• **BRIEF A**: In the Big Data article, which earlier trend does Peter Fader compare Big Data to?
• **BRIEF B**: Decide whether each statement agrees with the Big Data article, answering yes or no and quoting the words that settle it: (i) Most of the data is gathered without casual users knowing. (ii) Peter Fader works at Stanford University. (iii) Fader's remarks came from an interview by Technology Review.
• **BRIEF C**: Shorten the paragraph of the Big Data article that begins "One scholar from the Wharton School of Business" into a list, keeping its main facts.

Big Demand for Big Data brings Big Profits?
Lately Big Data has made some very obvious, yet subtle, inroads targeting specific users with specific ads and content to their screens. One prime example is the analytics that tracks and analyses our online/mobile/social media behavior and displays relevant banner ads based on our likes, check-ins and interests. Most of the data gathered is often done behind the scenes, unbeknownst to casual user.
But has this new phenomena yielded increased customer insight? It depends on who you ask.
One scholar from the Wharton School of Business postulates that Big Data is just another wild-goose chase from years past. In an interview by Technology Review, Peter Fader from the Wharton’s Customer Analytics Initiative at the University of Pennsylvania said Big Data “reminds me a lot of what was going on 15 years ago with CRM (customer relationship management)… It [CRM] turned out to be a great big IT wild-goose chase. And I’m afraid we’re heading down the same road with Big Data.”
It would be hard to argue that the amount of data available today is unprecedented. But does all this data translate into discernible and predictive insights that brands can profit from. This conundrum reminds me of the old adage – ‘quality over quantity’. Big Data can be like drinking from the fire hydrant when what you really need is a straw.

Segmentation mask data
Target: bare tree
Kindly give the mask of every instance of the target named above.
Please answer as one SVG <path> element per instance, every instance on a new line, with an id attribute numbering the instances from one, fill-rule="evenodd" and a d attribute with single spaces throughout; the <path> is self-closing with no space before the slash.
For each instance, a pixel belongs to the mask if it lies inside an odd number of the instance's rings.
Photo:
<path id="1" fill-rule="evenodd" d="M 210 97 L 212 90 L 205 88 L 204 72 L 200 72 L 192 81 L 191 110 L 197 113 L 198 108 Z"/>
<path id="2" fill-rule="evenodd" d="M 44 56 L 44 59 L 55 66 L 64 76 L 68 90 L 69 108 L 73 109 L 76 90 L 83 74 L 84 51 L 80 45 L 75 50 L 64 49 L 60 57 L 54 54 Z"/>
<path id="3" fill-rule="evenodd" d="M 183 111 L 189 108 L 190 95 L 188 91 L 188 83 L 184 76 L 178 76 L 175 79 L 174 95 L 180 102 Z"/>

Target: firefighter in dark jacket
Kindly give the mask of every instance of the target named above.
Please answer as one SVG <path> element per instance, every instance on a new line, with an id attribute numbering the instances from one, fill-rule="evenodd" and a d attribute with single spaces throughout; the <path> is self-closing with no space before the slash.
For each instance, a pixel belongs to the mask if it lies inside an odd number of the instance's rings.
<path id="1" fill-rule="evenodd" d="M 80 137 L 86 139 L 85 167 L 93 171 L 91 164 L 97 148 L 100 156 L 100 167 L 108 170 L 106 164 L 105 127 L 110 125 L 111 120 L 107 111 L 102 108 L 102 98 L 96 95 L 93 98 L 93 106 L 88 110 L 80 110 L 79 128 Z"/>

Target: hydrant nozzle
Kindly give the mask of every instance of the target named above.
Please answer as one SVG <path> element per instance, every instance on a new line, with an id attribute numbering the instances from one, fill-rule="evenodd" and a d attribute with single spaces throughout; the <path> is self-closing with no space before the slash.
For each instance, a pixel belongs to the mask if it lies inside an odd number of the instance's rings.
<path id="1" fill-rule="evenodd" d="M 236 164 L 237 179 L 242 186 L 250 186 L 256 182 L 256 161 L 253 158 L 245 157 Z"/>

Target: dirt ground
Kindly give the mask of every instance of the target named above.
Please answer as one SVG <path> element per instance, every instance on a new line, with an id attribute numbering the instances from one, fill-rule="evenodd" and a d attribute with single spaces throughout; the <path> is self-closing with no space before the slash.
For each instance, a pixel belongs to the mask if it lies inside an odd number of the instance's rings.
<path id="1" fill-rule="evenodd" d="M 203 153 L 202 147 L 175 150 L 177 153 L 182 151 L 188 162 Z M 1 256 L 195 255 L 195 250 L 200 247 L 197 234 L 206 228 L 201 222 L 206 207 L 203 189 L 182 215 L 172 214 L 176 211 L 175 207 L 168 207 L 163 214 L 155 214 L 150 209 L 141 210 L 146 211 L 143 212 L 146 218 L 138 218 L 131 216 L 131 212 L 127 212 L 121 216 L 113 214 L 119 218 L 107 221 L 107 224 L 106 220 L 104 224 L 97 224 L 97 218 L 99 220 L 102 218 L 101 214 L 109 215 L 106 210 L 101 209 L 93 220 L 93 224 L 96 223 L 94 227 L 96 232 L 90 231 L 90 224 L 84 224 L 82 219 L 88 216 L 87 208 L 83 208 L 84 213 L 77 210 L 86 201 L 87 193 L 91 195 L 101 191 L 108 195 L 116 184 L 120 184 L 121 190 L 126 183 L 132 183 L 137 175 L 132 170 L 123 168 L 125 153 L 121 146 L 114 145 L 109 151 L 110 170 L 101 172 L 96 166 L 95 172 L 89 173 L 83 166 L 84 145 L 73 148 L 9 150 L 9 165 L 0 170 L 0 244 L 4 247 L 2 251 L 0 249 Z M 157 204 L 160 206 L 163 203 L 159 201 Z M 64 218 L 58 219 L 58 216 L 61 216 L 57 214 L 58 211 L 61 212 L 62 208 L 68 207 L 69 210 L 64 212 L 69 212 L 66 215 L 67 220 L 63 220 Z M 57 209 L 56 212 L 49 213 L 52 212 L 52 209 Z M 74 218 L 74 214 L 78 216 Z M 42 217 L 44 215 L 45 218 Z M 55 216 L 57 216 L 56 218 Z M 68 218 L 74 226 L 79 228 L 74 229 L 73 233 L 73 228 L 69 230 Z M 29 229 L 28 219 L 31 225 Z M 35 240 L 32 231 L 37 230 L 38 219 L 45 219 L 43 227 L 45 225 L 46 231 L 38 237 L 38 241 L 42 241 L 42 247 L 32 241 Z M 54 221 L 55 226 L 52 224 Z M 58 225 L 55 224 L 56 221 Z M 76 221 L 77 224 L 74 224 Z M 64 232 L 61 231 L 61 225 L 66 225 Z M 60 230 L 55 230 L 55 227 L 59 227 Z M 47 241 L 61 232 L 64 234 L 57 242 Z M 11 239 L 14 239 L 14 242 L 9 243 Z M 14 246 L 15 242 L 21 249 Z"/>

• **ANSWER A**: He compares it to CRM (customer relationship management) from 15 years earlier.

• **ANSWER B**:
(i) Yes: "Most of the data gathered is often done behind the scenes, unbeknownst to casual user."
(ii) No: "Peter Fader from the Wharton’s Customer Analytics Initiative at the University of Pennsylvania"
(iii) Yes: "In an interview by Technology Review"

• **ANSWER C**:
- Peter Fader of Wharton's Customer Analytics Initiative at the University of Pennsylvania suggests Big Data is another wild-goose chase.
- He spoke in an interview by Technology Review.
- He said Big Data reminds him of CRM (customer relationship management) 15 years earlier.
- He said CRM turned out to be a great big IT wild-goose chase.
- He fears Big Data is heading down the same road.